● TEXTE SOURCE

● ● ● ● ● ● ●

De plus en plus d'entreprises optent pour le mécénat de compétences, qui permet de mener des actions peu coûteuses tout en impliquant des salariés très demandeurs. Ici, des salariés de Bouygues donnent un coup de frais à la Maison d'Enfants de Croix (Nord) — Photo : L'Engagement Simone

Avec l’afflux de promesses de dons émanant de grands groupes, et les polémiques qui ont suivi, l'incendie de la cathédrale Notre-Dame de Paris, le 15 avril, a mis en lumière, à son corps défendant, le mécénat d’entreprise. Une pratique relativement peu courante, puisque seules 9 % des entreprises françaises se sont déclarées mécènes en 2017, selon les chiffres de l’Association pour le développement du mécénat industriel et commercial (Admical). Laquelle rappelle que le mécénat est encouragé par la loi, qui permet aux entreprises de verser des fonds, donner des biens ou engager leurs salariés pour une bonne cause. En échange, elles peuvent déduire 60 % des sommes versées de leurs impôts et obtenir, sous forme de contreparties, jusqu’à 25 % de la valeur des dons.

● ● ● ● ● ● ●

● CONSIGNES DE L'EXERCICE
a) D'après le texte sur le mécénat, quelle part des entreprises françaises s'est déclarée mécène en 2017 ?
b) Recopiez fidèlement le passage du texte sur le mécénat qui s'ouvre sur les mots contenant « Avec l’afflux de » et se clôt sur « valeur des dons. ».
Les données n'ont aucun lien avec le texte sur le mécénat.

● ● ● ● ● ● ●

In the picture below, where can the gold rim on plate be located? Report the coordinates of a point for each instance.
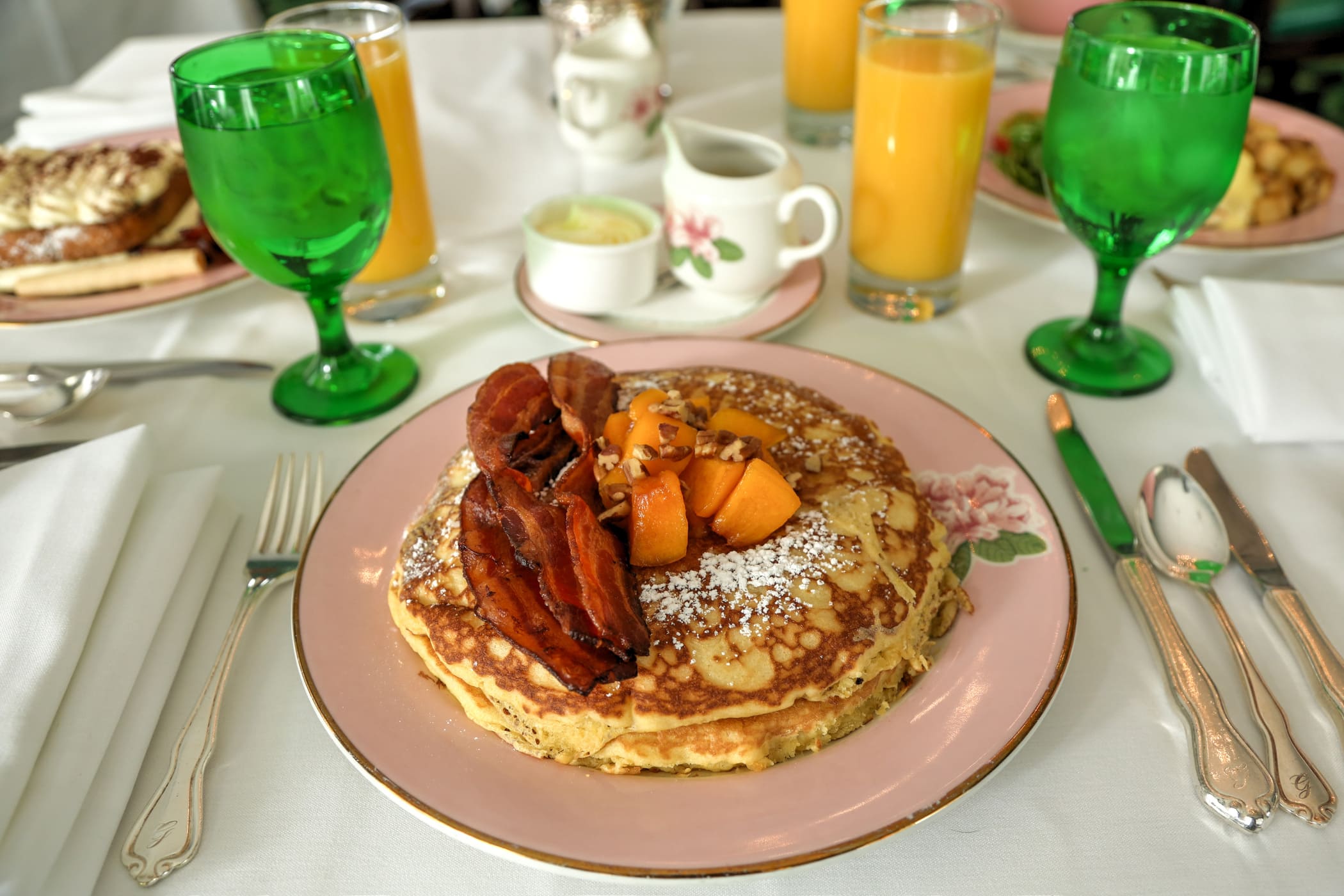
(435, 817)
(636, 335)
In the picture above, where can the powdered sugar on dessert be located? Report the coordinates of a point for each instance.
(755, 585)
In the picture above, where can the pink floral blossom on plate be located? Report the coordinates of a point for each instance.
(984, 516)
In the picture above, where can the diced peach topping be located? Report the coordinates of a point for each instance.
(617, 426)
(647, 433)
(744, 424)
(760, 504)
(710, 481)
(659, 528)
(644, 401)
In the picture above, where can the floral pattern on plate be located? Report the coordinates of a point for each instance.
(986, 516)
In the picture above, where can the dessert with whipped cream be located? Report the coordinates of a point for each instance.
(97, 206)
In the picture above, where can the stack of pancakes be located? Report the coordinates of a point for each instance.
(758, 653)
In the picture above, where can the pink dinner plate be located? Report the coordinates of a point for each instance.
(76, 308)
(1318, 228)
(996, 671)
(676, 314)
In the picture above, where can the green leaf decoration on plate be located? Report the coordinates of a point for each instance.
(995, 551)
(1009, 546)
(961, 561)
(729, 250)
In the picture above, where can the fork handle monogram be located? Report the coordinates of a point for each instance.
(1231, 778)
(167, 835)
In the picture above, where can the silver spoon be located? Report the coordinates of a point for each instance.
(45, 398)
(1185, 536)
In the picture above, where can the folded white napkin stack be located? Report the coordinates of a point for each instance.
(105, 573)
(1272, 352)
(62, 116)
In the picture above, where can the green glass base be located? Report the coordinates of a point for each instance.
(1087, 358)
(346, 388)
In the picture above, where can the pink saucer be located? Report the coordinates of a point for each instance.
(1318, 228)
(996, 671)
(678, 314)
(76, 308)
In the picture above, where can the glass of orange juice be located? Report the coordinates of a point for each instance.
(402, 278)
(922, 96)
(820, 42)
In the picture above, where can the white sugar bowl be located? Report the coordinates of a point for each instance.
(592, 254)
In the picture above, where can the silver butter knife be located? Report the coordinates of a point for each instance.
(1233, 781)
(1285, 604)
(125, 372)
(20, 453)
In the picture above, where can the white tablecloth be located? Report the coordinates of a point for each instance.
(1098, 799)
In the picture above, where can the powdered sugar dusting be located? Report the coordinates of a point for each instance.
(749, 586)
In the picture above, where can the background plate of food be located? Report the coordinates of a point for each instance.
(1285, 196)
(102, 228)
(440, 711)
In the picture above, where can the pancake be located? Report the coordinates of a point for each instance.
(758, 653)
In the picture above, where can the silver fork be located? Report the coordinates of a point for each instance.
(167, 835)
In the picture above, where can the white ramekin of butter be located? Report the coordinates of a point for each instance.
(592, 254)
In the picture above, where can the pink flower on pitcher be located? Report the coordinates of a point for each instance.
(698, 239)
(695, 233)
(644, 104)
(977, 506)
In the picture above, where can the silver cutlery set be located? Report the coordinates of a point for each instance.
(34, 394)
(1187, 523)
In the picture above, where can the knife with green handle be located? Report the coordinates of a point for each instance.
(1231, 778)
(1285, 604)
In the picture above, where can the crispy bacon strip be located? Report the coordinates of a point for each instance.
(509, 600)
(585, 392)
(536, 532)
(515, 430)
(577, 479)
(605, 580)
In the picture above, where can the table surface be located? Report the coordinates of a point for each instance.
(1098, 799)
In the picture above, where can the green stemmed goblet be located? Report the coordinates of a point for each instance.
(287, 159)
(1146, 124)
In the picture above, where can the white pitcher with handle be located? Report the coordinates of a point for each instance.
(729, 200)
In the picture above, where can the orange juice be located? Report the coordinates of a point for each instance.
(820, 44)
(920, 123)
(409, 239)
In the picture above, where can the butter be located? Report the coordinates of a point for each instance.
(595, 226)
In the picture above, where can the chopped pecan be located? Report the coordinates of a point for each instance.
(608, 460)
(711, 442)
(614, 492)
(741, 449)
(634, 469)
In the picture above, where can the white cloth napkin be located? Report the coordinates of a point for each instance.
(99, 618)
(1270, 352)
(62, 116)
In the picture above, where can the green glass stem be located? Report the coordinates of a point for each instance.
(332, 336)
(1112, 282)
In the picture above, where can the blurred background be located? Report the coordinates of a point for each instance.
(52, 42)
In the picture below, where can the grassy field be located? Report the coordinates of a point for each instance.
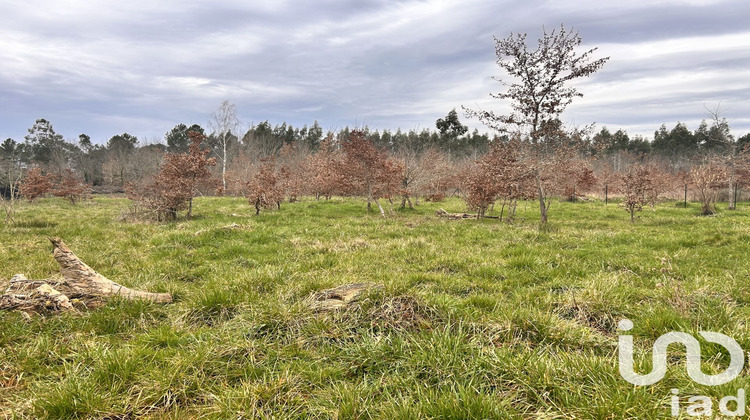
(477, 319)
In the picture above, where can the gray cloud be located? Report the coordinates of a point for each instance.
(142, 67)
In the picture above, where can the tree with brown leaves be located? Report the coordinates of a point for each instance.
(637, 186)
(708, 179)
(264, 190)
(367, 171)
(540, 90)
(71, 187)
(178, 180)
(323, 168)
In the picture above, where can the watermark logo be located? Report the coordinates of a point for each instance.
(693, 351)
(700, 405)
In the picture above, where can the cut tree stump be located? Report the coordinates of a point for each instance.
(340, 297)
(79, 284)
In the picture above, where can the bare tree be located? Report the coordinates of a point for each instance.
(224, 124)
(721, 141)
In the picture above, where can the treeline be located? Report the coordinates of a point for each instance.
(124, 159)
(271, 164)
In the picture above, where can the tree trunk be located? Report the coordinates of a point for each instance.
(81, 277)
(382, 212)
(542, 206)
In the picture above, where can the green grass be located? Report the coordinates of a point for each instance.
(477, 319)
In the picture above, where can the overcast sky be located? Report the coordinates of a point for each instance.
(107, 67)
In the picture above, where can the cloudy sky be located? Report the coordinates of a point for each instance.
(108, 67)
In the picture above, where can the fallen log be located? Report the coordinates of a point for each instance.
(84, 279)
(457, 216)
(79, 284)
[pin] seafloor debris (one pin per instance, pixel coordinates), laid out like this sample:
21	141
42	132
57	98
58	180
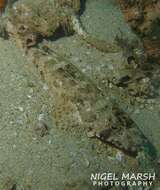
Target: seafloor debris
143	16
29	25
85	104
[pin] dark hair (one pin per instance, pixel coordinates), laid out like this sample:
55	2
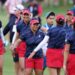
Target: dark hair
60	21
0	24
50	14
74	25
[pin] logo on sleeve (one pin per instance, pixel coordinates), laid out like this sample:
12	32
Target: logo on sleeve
39	36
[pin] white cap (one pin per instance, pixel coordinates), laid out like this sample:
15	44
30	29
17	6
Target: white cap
18	7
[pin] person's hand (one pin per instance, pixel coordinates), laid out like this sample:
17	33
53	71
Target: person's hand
0	24
64	67
12	48
31	55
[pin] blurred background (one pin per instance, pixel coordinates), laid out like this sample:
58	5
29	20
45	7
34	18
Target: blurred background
58	6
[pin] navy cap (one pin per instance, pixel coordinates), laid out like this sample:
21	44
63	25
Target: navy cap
50	14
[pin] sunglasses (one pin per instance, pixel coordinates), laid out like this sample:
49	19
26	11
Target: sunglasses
36	24
26	14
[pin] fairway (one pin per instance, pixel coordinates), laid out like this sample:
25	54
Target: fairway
8	61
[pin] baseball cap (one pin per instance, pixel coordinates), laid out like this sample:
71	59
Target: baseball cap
60	16
26	11
18	7
49	14
34	21
69	12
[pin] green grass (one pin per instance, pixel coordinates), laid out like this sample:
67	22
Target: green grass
8	62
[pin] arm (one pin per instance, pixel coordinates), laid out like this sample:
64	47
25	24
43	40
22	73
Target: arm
45	40
66	52
40	10
2	36
6	29
17	42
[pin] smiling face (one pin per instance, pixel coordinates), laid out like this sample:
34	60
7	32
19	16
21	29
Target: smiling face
26	17
50	20
35	26
69	17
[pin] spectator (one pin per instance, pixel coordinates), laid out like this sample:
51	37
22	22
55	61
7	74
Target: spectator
10	4
35	9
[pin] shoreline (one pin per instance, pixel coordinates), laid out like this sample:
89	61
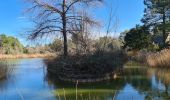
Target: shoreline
18	56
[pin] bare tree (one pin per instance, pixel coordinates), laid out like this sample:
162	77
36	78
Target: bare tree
57	16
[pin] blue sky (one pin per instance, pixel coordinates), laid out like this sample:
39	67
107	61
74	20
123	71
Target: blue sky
128	13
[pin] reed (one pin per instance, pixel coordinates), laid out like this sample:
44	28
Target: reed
159	59
10	56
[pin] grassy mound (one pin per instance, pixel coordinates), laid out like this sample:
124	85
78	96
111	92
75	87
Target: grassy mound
159	59
86	68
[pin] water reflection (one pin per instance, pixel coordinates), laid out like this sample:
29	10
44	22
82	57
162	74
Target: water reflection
131	84
27	79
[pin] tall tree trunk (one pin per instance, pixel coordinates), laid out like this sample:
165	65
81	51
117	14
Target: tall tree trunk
64	30
164	30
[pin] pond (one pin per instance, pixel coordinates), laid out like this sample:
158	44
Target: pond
27	79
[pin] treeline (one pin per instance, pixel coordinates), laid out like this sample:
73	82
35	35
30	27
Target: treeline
11	45
153	34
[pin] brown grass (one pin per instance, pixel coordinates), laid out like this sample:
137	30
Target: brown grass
4	56
159	59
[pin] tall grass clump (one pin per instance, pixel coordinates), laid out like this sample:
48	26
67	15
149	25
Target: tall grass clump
159	59
86	68
3	71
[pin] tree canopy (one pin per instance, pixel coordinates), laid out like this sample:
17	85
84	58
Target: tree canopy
138	38
157	16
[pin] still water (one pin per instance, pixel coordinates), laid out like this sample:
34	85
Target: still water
26	79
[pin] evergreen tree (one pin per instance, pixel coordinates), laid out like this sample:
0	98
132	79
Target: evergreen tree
157	16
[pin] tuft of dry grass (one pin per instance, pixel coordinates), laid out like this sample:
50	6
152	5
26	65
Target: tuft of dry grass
159	59
4	56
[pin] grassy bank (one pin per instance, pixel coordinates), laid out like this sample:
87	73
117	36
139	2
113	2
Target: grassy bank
159	59
86	68
12	56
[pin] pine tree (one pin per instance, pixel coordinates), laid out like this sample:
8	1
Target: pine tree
157	15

● ● ● ● ● ● ●

● RÉPONSES
a) 9 % des entreprises françaises.

b)
Avec l’afflux de promesses de dons émanant de grands groupes, et les polémiques qui ont suivi, l'incendie de la cathédrale Notre-Dame de Paris, le 15 avril, a mis en lumière, à son corps défendant, le mécénat d’entreprise. Une pratique relativement peu courante, puisque seules 9 % des entreprises françaises se sont déclarées mécènes en 2017, selon les chiffres de l’Association pour le développement du mécénat industriel et commercial (Admical). Laquelle rappelle que le mécénat est encouragé par la loi, qui permet aux entreprises de verser des fonds, donner des biens ou engager leurs salariés pour une bonne cause. En échange, elles peuvent déduire 60 % des sommes versées de leurs impôts et obtenir, sous forme de contreparties, jusqu’à 25 % de la valeur des dons.